-- DATA FOR PROCESSING --
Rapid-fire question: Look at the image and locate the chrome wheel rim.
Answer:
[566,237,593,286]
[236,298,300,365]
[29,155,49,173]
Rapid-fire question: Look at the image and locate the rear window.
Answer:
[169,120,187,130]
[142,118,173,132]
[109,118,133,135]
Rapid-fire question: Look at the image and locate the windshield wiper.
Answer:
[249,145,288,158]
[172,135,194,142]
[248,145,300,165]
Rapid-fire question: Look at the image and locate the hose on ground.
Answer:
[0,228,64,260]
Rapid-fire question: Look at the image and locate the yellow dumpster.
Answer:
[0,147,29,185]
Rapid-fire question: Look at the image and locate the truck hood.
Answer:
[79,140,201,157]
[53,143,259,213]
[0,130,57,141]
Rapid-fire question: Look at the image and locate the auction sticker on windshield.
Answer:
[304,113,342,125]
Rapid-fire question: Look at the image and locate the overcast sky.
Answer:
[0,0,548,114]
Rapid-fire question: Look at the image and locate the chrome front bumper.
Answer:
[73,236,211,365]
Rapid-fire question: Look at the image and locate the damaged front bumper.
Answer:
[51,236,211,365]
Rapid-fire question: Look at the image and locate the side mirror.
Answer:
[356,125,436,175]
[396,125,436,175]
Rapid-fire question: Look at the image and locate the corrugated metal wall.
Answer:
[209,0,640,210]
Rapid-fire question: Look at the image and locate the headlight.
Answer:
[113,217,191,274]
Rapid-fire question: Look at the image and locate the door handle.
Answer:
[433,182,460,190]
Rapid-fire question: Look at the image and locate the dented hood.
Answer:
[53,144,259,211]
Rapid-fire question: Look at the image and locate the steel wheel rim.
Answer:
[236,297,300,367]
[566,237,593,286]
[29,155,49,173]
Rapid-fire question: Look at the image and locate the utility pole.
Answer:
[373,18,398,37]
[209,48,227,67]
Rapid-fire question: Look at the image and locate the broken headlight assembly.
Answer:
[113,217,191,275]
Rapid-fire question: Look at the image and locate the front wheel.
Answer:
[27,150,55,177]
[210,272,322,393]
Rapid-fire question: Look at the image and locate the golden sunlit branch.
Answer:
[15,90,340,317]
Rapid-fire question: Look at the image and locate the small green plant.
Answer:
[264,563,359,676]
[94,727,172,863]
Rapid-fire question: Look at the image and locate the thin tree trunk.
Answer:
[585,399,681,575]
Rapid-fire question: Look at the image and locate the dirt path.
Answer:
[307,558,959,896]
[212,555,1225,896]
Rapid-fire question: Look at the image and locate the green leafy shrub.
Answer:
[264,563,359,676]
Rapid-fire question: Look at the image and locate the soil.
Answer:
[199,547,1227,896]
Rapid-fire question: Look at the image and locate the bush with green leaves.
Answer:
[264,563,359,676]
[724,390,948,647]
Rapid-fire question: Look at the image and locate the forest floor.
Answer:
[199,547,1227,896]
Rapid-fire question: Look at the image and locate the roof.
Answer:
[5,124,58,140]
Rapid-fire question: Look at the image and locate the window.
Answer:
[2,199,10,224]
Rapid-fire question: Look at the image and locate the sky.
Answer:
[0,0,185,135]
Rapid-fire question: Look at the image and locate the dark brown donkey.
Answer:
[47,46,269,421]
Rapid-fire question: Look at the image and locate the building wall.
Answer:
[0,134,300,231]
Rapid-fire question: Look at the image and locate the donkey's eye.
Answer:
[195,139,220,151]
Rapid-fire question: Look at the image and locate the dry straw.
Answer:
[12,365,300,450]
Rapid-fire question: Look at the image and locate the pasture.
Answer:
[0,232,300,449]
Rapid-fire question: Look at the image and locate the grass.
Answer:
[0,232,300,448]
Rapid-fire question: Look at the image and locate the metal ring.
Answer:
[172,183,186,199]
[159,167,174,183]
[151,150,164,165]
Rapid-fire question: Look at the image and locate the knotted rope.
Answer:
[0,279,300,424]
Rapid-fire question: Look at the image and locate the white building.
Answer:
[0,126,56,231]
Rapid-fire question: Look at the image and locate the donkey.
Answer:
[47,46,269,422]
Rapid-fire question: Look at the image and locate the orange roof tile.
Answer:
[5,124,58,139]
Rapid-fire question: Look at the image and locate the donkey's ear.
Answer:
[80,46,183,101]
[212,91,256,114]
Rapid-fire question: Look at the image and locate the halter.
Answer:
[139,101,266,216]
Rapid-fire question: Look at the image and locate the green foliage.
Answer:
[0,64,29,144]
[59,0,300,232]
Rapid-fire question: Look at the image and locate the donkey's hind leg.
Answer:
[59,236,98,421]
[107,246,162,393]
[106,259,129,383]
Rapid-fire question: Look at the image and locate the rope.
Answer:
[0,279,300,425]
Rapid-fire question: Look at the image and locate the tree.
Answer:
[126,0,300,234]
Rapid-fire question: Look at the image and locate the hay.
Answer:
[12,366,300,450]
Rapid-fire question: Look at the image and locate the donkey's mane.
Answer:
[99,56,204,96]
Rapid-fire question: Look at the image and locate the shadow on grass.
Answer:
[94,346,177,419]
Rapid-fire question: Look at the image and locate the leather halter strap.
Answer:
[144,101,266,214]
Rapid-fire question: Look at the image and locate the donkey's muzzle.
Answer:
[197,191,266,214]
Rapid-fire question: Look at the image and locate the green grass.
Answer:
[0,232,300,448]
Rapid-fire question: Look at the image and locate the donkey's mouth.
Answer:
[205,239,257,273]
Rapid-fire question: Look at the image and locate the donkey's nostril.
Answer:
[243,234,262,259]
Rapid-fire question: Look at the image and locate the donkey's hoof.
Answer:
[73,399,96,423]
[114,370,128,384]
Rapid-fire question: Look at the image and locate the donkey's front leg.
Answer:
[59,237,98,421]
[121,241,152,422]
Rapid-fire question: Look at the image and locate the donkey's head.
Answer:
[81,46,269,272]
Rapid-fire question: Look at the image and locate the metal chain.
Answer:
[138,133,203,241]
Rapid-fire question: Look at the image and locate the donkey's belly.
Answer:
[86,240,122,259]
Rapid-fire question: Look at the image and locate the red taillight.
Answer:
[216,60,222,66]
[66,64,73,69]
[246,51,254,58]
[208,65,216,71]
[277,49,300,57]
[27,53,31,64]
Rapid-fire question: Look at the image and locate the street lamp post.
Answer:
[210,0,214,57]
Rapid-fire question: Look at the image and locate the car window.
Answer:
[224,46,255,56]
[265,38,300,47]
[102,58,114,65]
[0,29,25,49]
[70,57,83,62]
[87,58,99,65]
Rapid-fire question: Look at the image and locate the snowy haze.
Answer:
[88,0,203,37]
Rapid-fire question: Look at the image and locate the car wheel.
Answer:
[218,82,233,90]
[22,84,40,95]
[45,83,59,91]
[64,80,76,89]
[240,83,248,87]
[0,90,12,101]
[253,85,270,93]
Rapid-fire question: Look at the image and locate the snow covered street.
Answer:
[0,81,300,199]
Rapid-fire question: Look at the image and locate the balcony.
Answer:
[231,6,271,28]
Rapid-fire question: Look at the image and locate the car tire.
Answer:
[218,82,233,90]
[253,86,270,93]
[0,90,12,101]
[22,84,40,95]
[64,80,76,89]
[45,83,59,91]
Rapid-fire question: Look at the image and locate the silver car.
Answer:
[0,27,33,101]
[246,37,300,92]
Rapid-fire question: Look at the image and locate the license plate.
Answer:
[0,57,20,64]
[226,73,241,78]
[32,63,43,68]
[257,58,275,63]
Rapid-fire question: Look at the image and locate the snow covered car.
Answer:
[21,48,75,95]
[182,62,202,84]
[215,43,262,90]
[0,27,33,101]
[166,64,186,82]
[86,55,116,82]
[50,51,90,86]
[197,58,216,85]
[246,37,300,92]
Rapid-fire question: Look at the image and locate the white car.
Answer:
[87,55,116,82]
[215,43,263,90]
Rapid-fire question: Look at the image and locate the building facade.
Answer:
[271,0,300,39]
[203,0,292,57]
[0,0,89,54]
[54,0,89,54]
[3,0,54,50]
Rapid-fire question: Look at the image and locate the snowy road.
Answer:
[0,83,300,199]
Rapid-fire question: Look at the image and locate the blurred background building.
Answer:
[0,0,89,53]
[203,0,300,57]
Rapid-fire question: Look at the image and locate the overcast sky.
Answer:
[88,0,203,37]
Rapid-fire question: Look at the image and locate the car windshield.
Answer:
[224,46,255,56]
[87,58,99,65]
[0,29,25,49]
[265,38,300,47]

-- SHORT TASK --
Can you reproduce the stretch of data from the very start through the line containing "[0,147,29,185]", substituting "wiper blade" for "windshield wiper" and leaving everything else unchanged?

-- SOLUTION TO THIS PROBLEM --
Rapid-fire question: Look at the image and locate the chrome wheel rim.
Answer:
[566,237,593,286]
[236,298,300,365]
[29,155,49,173]
Rapid-fire question: Look at the image and locate the rear window.
Answer:
[169,120,187,130]
[142,118,173,132]
[109,118,133,135]
Rapid-fire question: Look at the image and locate the wiper blade.
Answer:
[249,145,288,158]
[172,135,194,142]
[248,145,300,165]
Rapid-fire question: Look at the image and locate the hose on ground.
Answer:
[0,228,64,260]
Rapid-fire question: Look at the image and locate the yellow dumpster.
Answer:
[0,147,29,185]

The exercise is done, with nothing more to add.